■ WHAT TO DO ■
Please carry the Spark code review thread on ReducibleParameters further, picking up right after its last sentence.

■ TEXT ■
The PR description claim "New overload ReducibleFunction.reducer(ReducibleParameters, ...) with a default that delegates to the deprecated single-int signature for backward compatibility" is out of date with the code. The new default throws UnsupportedOperationException; it's TransformExpression.reducer's Spark-side dispatch that tries the deprecated signature first. Worth updating the description so reviewers don't get a wrong mental model of the fallback mechanism.
The collectLeaves override on TransformExpression (inline #3 below) is the kind of contract divergence that's better fixed at the abstraction layer it crosses. I've put up #56088 as a follow-up that migrates the SPJ call sites in partitioning.scala and EnsureRequirements.scala off _.collectLeaves() — to Expression.references where set semantics suffices, and a new Expression.collectAttributes(): Seq[Attribute] where positional Seq is required. Pure refactor against today's master. Once #56088 lands, this PR can rebase on top and drop the override here entirely; the migrated call sites already filter literals correctly.

Suggested improvements

ReducibleParameters is missing getBigDecimal. extractParameters converts Decimal → java.math.BigDecimal on the wire, but the container exposes no decimal getter, so connectors with a decimal parameter must use the untyped get(index) and cast manually — exactly the type-safety the wrapper was added to prevent. (Inline #6 below proposes a structural alternative that obviates this gap entirely.) [sql/catalyst/src/main/java/org/apache/spark/sql/connector/catalog/functions/ReducibleParameters.java:114]
canonicalized override is dead code and the doc justification doesn't hold. SPJ uses isSameFunction, not canonicalized/semanticEquals, so the stated motivation ("bucket(4, tableA.id) and bucket(4, tableB.id) semantically equal") is moot — and AttributeReference.canonicalized keeps exprId, so the override wouldn't deliver that equality even if SPJ did read it. The override otherwise duplicates the default path. Remove. [sql/catalyst/src/main/scala/org/apache/spark/sql/catalyst/expressions/TransformExpression.scala:93]
collectLeaves override breaks the universal TreeNode contract — drop on rebase after #56088. The follow-up migrates the SPJ call sites off _.collectLeaves() so the override here can simply be removed; see the General section. [sql/catalyst/src/main/scala/org/apache/spark/sql/catalyst/expressions/TransformExpression.scala:111]
UnboundTruncateFunction.bind() claims BinaryType and LongType support, but neither branch actually works. BinaryType → TruncateFunction mismatches (StringType, IntegerType) inputTypes() and a getUTF8String read; LongType → IntegerTruncateFunction mismatches (IntegerType, IntegerType) inputTypes() and a getInt read. Plus the IntegerTruncateFunction doc claim about "incompatible partition structures" is wrong. Drop the unused branches, or split per type with coverage. [sql/core/src/test/scala/org/apache/spark/sql/connector/catalog/functions/transformFunctions.scala:293]
isSameFunction compares literals by value but ignores positional structure. The check tolerates literals at different positions in children and ignores nested-transform children entirely (compares only the outer function name + literal values), so bucket(4, days(col)) and bucket(4, hours(col)) would be reported as the same function. A structural per-position compare closes both gaps. [sql/catalyst/src/main/scala/org/apache/spark/sql/catalyst/expressions/TransformExpression.scala:75]
Structural alternative — reuse V2Literal instead of introducing ReducibleParameters. V2Literal is already public and already used everywhere else in the connector API; passing it through the reducer signature preserves dataType() (no Catalyst-internal-types leak), makes inline #1 moot (no typed getters to maintain), and shrinks extractParameters to a Catalyst-Literal → V2-Literal conversion. Worth weighing before locking the new public class in. [sql/catalyst/src/main/java/org/apache/spark/sql/connector/catalog/functions/ReducibleParameters.java:40]

peter-toth · 2026-05-24T12:00:22Z

+     */
+    public float getFloat(int index) {
+        return (Float) values.get(index);
+    }


extractParameters in TransformExpression.scala:171 converts Decimal → java.math.BigDecimal on the way in, but this class exposes no getBigDecimal accessor. A connector with a decimal parameter therefore has to fall back to the untyped Object get(int index) and cast by hand — exactly the type-safety the wrapper was introduced to provide. Either add a getBigDecimal getter alongside the others, or remove the Decimal special-case in extractParameters and document the supported types explicitly. Concretely:

/** * Get parameter at index as BigDecimal. * @throws ClassCastException if parameter is not a BigDecimal * @throws IndexOutOfBoundsException if index is invalid */ public java.math.BigDecimal getBigDecimal(int index) { return (java.math.BigDecimal) values.get(index); }

Same gap exists for any other type the Spark side might convert (binary, interval, etc.) — see the ## General note about driving extractParameters off DataType. Inline #6 proposes a structural alternative that would make this whole class of issue moot.

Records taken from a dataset

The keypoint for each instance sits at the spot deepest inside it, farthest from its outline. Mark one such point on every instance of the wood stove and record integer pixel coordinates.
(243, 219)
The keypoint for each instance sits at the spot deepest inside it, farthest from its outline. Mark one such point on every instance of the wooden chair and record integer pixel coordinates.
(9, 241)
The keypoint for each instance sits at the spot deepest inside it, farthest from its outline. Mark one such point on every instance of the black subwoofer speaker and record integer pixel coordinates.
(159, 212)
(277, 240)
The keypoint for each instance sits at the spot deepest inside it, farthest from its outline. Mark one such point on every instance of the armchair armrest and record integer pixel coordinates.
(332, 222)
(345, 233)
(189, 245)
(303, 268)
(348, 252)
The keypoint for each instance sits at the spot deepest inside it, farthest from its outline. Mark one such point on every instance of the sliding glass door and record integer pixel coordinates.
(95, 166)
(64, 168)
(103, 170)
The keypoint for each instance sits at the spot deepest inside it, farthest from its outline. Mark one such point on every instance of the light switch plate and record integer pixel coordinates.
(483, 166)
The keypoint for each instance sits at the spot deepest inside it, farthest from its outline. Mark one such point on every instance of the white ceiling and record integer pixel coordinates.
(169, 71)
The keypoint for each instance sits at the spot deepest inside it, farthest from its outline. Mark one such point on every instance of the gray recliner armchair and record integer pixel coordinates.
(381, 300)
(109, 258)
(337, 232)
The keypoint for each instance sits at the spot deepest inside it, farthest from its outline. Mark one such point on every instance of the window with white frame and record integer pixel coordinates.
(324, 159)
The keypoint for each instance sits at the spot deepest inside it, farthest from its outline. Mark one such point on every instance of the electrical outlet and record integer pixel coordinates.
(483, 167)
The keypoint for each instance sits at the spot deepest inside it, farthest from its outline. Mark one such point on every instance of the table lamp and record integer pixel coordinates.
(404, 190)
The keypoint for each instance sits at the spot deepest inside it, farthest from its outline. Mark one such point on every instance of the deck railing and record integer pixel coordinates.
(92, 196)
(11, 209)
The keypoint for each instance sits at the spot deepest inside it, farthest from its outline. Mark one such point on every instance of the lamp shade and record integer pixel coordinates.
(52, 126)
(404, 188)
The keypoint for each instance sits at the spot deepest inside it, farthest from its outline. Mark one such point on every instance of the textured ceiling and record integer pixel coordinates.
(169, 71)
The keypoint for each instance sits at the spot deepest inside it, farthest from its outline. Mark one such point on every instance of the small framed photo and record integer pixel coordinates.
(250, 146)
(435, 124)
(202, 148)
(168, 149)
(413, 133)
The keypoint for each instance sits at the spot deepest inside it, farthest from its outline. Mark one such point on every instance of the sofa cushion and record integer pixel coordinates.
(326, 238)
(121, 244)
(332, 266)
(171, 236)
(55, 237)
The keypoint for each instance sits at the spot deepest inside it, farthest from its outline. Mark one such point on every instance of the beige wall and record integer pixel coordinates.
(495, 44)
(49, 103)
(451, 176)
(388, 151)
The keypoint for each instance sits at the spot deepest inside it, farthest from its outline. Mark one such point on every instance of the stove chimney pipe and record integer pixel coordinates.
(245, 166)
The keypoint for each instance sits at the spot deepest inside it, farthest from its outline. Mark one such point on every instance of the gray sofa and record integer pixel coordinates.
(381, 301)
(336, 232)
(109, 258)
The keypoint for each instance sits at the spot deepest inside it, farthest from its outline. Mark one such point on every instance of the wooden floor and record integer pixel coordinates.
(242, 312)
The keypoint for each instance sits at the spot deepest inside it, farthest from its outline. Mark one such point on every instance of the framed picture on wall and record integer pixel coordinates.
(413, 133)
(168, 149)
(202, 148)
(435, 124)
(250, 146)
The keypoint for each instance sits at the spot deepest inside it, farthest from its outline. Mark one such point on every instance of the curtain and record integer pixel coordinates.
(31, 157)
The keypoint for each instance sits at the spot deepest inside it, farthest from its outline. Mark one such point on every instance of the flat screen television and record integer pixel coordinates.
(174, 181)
--
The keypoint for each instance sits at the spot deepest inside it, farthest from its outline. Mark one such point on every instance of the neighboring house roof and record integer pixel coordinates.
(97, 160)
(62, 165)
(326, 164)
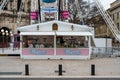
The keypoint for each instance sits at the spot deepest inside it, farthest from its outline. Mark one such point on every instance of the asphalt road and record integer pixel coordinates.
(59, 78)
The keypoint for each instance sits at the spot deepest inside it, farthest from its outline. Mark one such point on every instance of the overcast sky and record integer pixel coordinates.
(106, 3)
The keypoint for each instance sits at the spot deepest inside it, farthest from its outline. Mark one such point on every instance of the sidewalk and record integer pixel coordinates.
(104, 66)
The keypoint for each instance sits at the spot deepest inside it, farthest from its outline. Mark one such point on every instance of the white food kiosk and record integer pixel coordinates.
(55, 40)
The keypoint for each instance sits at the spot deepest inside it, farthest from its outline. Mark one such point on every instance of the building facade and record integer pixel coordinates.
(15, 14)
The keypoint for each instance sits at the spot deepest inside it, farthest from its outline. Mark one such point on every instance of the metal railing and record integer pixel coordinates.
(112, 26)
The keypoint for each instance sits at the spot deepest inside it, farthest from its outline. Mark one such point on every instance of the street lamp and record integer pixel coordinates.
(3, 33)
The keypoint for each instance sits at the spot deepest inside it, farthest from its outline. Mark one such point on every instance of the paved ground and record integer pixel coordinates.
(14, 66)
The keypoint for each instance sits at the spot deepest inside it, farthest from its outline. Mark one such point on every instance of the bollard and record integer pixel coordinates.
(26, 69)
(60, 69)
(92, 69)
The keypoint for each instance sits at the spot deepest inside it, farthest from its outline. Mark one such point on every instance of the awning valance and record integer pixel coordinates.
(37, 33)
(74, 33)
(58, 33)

■ ANSWER TO THE EXERCISE ■
peter-toth · 2026-05-24T12:00:22Z

+   * This is crucial for Storage Partitioned Joins - we need bucket(4, tableA.id) and bucket(4,
+   * tableB.id) to be semantically equal so SPJ can be triggered.
+   */
+  override lazy val canonicalized: Expression = {


The doc claim that motivates this override doesn't hold, and the override doesn't add anything over the inherited default. Two pieces:

The motivation doesn't hold. The doc says "we need bucket(4, tableA.id) and bucket(4, tableB.id) to be semantically equal so SPJ can be triggered". SPJ doesn't use canonicalized/semanticEquals on TransformExpression though — it dispatches through isSameFunction/isCompatible (see KeyedShuffleSpec.isExpressionCompatible at partitioning.scala:1082). And even if it did, this override wouldn't deliver the claim: AttributeReference.canonicalized (namedExpressions.scala:324) normalizes the name to "none" but keeps the original exprId, so two different attributes with the same name still canonicalize to different forms. bucket(4, tableA.id) and bucket(4, tableB.id) aren't made equal by either the override or the default.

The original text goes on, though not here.